- Work order -
Lines in which "lace" appears should be pulled from the data below.

Records shown START

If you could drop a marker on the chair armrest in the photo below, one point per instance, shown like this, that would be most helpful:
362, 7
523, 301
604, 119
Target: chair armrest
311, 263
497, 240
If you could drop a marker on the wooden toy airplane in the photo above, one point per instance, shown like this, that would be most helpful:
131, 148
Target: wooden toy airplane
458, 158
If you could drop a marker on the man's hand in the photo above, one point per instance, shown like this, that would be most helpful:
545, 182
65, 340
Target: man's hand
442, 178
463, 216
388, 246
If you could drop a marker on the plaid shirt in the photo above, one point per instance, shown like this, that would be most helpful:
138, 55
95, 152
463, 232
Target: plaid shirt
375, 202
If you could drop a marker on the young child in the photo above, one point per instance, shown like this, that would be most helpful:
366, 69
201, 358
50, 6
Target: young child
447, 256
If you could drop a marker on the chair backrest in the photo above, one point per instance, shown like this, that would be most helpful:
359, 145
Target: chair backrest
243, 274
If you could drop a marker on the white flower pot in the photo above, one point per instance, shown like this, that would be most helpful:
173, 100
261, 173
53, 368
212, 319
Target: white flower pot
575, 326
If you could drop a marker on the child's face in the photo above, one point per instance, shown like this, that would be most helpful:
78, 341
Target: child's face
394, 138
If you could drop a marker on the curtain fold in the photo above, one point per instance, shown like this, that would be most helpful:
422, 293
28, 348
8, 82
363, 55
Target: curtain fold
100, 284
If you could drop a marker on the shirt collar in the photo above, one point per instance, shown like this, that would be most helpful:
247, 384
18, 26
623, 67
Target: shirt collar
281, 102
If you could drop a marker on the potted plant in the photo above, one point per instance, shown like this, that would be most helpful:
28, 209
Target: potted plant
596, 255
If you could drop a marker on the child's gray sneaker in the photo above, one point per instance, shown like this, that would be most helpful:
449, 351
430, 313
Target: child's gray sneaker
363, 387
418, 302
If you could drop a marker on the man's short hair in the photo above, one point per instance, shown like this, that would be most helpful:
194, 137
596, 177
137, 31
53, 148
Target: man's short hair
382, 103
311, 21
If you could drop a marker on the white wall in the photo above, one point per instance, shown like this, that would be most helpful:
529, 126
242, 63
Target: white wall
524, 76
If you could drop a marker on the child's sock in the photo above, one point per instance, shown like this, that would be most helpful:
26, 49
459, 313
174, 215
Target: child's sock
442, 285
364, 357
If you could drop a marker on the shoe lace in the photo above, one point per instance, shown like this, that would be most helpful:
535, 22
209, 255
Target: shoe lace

Records shown END

- Solution to this exercise -
If you could drop a marker on the shoe lace in the photo above, one point per instance, shown like this, that would be most helpful:
Target: shoe lace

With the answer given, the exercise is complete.